**本文抜粋**

╔══

指導の合間に面白可笑しく、宗道臣の戦争体験からの武勇伝や、少林寺拳法の優れた技術や、健全な青少年育成という理念を中国武道の歴史と絡み合わせて教えて行くのだが、結構これには騙された。(当時は共感していた)

つまり、武術を目指さず、最初から武道を目指す。もっと言えば、仏道を説くには、時に武術を餌にするというのが開祖の教えだと言い切るのだから、最強の空手を標榜する極真とは根本的に競合しないのだ。

少林寺拳法は格闘技を目指さなかった》

少林寺拳法では「拳禅一如」と言って、心身の鍛錬は一体のものであると言い強さを前面には出さなかった。だから老若男女誰でもできると裾野を広げた。結局中学校高学年から始めた少林寺拳法は、受験の時期の中断はあるものの、高校・大学・社会人として関り合う事になった。

今振り返っても、良い出会いであったし、それなりに満足している。多感な時期であったからこそ、強さに憧れて武道に魅力を感じたが、他の武道と一線を画すことのできる思想性は語り合う仲間形成することになり、学校とも違う時間ができた。

この後いろいろと話が込み入って来て、結局少林寺拳法を離れ、たまたま韓国のテッコンドーを習う事になり、はたまた、総合格闘技にへと進化して行く事になるが、それはまた次の機会で語る事とする。

╚══

**データ部**

╔══

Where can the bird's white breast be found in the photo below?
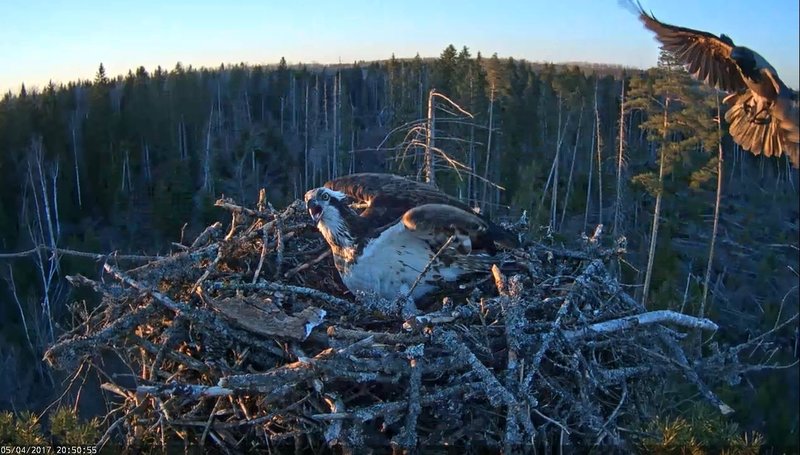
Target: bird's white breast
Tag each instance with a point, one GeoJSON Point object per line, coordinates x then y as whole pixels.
{"type": "Point", "coordinates": [390, 263]}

╚══

**作業指示**
少林寺拳法を扱った本文抜粋から、「少林寺拳法は格闘技を目指さなかった》」から「ることになり、学校とも違う時間ができた。」までの部分を一字一句変えずに打ち直してください。 このリストは本文抜粋の内容とは関係がありません。

**出力結果**
少林寺拳法は格闘技を目指さなかった》

少林寺拳法では「拳禅一如」と言って、心身の鍛錬は一体のものであると言い強さを前面には出さなかった。だから老若男女誰でもできると裾野を広げた。結局中学校高学年から始めた少林寺拳法は、受験の時期の中断はあるものの、高校・大学・社会人として関り合う事になった。

今振り返っても、良い出会いであったし、それなりに満足している。多感な時期であったからこそ、強さに憧れて武道に魅力を感じたが、他の武道と一線を画すことのできる思想性は語り合う仲間形成することになり、学校とも違う時間ができた。